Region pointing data
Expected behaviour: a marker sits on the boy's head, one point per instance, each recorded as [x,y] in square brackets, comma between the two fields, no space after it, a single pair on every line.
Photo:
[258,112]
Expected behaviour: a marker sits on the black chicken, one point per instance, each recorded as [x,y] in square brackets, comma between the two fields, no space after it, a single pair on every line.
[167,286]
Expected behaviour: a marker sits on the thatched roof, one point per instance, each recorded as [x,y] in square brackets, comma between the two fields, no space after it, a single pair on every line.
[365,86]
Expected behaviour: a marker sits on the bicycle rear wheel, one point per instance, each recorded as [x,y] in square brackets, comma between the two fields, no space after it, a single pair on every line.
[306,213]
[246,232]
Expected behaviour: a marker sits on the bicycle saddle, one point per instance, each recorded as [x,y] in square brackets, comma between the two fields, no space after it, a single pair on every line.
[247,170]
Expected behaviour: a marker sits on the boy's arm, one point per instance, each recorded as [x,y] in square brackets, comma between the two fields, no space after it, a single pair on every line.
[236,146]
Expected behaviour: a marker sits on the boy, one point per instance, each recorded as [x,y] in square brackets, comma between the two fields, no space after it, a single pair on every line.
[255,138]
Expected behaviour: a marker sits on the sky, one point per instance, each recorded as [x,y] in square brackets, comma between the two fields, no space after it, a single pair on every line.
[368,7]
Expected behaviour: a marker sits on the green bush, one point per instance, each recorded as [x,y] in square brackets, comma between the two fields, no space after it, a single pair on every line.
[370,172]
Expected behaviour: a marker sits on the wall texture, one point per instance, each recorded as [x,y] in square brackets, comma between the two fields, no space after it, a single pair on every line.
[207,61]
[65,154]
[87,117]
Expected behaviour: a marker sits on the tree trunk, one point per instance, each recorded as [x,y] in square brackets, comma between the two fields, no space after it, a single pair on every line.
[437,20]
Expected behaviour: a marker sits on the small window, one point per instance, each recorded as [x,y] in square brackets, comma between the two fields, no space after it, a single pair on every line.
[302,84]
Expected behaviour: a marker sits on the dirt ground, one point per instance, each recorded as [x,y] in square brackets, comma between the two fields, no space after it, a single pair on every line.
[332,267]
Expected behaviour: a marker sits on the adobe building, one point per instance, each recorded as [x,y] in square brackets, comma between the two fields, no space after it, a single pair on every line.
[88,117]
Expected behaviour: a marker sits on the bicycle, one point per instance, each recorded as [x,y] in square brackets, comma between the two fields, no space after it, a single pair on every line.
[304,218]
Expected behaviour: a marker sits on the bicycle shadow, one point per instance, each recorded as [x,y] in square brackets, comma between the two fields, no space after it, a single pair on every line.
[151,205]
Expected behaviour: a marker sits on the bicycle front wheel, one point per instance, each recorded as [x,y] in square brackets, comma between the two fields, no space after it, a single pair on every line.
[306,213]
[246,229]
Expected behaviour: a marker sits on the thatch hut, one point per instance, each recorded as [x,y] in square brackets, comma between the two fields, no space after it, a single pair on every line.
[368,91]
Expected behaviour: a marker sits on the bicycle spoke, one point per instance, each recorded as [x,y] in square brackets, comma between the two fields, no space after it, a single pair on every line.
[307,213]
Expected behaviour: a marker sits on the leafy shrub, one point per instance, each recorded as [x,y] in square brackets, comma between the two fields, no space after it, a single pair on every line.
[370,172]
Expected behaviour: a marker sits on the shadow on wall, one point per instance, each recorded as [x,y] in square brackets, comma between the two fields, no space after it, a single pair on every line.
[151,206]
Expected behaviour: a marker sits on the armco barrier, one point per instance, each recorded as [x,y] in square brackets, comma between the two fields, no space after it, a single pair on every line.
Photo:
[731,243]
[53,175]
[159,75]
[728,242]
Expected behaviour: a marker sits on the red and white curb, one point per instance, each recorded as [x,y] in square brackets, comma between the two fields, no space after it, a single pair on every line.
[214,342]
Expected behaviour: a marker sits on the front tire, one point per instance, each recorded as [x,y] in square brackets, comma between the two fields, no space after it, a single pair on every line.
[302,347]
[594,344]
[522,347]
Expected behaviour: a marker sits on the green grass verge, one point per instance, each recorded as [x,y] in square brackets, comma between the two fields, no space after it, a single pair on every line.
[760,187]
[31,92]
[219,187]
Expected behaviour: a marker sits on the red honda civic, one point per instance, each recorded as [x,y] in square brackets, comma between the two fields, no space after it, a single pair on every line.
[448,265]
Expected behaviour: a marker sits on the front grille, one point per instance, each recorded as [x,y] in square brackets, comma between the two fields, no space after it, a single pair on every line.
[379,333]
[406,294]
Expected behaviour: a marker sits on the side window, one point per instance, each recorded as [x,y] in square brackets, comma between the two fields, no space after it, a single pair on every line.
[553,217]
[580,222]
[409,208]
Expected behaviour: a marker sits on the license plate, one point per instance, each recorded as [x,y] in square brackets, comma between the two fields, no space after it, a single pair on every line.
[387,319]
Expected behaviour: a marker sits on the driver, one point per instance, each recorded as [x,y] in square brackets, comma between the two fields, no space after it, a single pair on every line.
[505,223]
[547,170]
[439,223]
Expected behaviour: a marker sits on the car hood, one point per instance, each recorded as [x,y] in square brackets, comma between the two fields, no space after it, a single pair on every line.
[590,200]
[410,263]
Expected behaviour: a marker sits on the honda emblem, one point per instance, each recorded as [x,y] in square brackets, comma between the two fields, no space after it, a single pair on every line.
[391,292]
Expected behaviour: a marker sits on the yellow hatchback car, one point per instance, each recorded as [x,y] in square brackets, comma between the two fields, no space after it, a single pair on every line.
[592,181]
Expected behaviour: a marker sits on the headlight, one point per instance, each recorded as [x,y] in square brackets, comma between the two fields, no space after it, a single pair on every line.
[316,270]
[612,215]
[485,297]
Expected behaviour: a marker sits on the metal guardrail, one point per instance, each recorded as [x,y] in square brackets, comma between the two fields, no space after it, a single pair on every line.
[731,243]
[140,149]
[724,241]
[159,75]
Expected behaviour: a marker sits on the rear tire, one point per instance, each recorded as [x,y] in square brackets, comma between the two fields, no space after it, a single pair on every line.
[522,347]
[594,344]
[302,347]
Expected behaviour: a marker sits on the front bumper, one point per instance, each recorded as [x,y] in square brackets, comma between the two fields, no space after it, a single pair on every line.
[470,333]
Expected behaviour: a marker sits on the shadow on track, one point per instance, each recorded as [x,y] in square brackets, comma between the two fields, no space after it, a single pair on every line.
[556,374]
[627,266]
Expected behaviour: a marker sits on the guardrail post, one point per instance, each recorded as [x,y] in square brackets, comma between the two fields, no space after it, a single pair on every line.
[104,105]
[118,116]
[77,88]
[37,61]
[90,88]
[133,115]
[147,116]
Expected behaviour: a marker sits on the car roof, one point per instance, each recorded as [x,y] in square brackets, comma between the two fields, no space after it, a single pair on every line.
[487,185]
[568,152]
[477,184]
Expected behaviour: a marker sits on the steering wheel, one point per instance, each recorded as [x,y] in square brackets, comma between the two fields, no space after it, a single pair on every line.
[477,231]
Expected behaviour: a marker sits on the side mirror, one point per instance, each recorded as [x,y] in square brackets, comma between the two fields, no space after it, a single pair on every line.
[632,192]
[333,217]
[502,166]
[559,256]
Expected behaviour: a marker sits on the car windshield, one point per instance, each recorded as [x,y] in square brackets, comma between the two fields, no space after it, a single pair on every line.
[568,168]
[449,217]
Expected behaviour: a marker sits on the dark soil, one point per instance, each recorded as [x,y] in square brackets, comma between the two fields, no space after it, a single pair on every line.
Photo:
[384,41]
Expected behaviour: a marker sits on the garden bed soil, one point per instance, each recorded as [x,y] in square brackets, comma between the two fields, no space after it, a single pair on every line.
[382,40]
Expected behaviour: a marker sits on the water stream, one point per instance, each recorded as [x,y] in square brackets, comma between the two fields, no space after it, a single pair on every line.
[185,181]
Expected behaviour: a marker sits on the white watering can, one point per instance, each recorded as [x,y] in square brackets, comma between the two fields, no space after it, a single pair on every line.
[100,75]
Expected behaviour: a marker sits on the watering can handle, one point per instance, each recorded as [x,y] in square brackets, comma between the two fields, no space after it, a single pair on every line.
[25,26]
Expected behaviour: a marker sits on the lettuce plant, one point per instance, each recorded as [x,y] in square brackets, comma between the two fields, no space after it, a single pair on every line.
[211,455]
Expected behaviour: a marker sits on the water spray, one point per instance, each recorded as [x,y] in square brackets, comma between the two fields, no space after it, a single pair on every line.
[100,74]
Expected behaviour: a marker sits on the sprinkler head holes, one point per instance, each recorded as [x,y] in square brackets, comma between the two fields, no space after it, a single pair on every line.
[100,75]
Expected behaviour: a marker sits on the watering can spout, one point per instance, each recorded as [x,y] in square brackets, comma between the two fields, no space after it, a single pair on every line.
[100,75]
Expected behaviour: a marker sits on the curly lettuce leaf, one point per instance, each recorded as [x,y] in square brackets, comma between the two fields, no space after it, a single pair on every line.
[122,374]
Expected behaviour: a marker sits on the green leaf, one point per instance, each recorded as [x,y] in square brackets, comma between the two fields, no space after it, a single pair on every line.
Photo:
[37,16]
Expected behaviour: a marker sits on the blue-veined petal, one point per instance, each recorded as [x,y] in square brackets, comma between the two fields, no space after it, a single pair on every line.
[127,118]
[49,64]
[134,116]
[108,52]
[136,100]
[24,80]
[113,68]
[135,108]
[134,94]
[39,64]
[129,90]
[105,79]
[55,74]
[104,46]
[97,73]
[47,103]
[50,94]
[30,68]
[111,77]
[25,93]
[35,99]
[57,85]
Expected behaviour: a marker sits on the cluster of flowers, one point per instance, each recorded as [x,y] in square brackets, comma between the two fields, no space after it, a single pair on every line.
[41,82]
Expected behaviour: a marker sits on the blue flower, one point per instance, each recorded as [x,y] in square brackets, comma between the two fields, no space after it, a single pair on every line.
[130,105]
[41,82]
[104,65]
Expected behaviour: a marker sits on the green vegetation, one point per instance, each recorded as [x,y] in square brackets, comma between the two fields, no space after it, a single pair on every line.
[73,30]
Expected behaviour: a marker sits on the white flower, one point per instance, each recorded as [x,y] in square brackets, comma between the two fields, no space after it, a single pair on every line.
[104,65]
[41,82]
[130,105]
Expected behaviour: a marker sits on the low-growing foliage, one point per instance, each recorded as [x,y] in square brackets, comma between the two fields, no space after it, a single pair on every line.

#### [WORK REQUEST]
Quote only the lines from the line containing "Expected behaviour: a marker sits on the white flower, one" through the end of the entries, keeping the first and the last.

#### [WRITTEN SOLUTION]
Expected behaviour: a marker sits on the white flower, one point per instance, each recorded as [x,y] in square brackets, comma between the two fields, no space after it, a single pair on every line.
[104,65]
[41,82]
[130,105]
Expected behaviour: a marker sits on the low-growing foliage, one point per instance, each recorded as [x,y] in square brackets, comma between the two fields, no space after it, a single pair on every line.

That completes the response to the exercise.